» **MATERIAL PROVIDED**:
==================================================
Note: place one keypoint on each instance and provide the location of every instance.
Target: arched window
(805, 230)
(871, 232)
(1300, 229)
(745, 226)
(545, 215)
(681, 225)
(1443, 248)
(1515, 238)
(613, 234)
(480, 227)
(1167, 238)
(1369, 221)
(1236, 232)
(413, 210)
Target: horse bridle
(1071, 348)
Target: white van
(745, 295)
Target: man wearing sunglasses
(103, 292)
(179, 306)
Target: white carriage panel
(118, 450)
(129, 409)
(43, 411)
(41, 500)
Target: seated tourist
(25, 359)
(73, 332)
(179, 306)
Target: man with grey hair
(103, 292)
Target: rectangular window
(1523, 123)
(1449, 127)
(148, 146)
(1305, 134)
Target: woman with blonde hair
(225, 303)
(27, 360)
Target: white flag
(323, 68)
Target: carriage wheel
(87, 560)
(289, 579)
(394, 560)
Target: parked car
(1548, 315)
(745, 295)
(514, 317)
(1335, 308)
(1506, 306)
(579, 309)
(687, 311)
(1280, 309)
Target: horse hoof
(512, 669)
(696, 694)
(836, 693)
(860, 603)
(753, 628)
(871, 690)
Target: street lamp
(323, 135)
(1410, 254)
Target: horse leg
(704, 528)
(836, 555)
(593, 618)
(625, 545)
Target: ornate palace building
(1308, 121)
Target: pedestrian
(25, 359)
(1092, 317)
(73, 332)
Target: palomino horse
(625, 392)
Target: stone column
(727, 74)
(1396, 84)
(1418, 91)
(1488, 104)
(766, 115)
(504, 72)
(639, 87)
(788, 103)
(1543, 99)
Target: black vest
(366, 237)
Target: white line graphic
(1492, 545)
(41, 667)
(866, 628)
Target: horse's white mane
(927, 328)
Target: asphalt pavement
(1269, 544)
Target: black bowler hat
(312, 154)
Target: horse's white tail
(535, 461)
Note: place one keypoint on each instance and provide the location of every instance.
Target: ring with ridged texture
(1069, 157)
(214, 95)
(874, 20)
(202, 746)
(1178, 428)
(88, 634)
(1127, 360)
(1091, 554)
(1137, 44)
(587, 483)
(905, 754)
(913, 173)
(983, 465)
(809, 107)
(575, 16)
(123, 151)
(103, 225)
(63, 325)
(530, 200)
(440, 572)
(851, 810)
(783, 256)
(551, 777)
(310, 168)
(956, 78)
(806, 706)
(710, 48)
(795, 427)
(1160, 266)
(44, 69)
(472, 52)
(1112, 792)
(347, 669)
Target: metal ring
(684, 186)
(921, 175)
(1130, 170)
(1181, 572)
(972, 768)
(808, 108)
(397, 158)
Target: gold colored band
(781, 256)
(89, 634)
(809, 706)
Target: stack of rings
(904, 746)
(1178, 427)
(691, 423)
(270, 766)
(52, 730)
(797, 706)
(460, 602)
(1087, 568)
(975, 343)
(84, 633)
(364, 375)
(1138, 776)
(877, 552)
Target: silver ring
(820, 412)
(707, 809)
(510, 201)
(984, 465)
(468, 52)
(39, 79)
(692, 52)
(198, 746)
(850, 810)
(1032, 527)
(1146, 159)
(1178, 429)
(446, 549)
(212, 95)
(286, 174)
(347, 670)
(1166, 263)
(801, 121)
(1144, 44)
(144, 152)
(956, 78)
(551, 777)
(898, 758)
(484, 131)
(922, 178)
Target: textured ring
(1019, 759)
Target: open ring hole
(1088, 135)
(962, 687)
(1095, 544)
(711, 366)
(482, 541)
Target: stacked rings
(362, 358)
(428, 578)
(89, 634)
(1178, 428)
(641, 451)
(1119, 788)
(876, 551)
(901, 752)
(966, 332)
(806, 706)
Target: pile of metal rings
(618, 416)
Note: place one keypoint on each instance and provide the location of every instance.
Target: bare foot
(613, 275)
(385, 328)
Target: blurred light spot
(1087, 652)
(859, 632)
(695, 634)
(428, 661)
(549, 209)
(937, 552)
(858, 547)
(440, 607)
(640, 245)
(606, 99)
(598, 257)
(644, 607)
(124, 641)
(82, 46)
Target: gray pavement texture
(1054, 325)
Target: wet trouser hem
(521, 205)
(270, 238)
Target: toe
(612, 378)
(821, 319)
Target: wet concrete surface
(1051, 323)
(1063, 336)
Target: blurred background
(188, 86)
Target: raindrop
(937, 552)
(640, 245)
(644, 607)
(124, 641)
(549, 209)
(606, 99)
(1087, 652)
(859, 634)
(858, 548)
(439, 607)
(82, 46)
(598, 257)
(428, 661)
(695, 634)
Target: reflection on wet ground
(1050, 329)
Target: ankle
==================================================
» **WHAT THIS TASK INVOLVES**:
Shift the records from the line with "Target: white flag" to the line with "(1269, 544)", both included, by adding 114 to each of the two coordinates in every point. Write out all of those lines again, keeping every line that carries no coordinates exactly as it stands.

» **WRITTEN RESPONSE**:
Target: white flag
(437, 182)
Target: carriage wheel
(201, 674)
(403, 693)
(508, 674)
Target: parked car
(1662, 429)
(859, 409)
(628, 431)
(1449, 422)
(1620, 420)
(693, 423)
(801, 425)
(1394, 423)
Target: horse hoof
(626, 783)
(810, 808)
(950, 807)
(974, 717)
(867, 742)
(985, 804)
Target: street lamp
(437, 249)
(1524, 368)
Target: horse leg
(818, 642)
(950, 669)
(707, 732)
(739, 659)
Target: ornate palace building
(1422, 235)
Target: pedestrian
(139, 473)
(1206, 431)
(187, 446)
Target: palomino horse
(739, 506)
Target: stone column
(841, 188)
(1510, 198)
(1532, 205)
(1602, 218)
(880, 229)
(618, 186)
(753, 201)
(902, 217)
(1657, 213)
Target: black vest
(480, 351)
Target: white line graphic
(1606, 659)
(155, 781)
(980, 742)
Target: horse's white mane
(1041, 442)
Target: asphalt pavement
(1383, 658)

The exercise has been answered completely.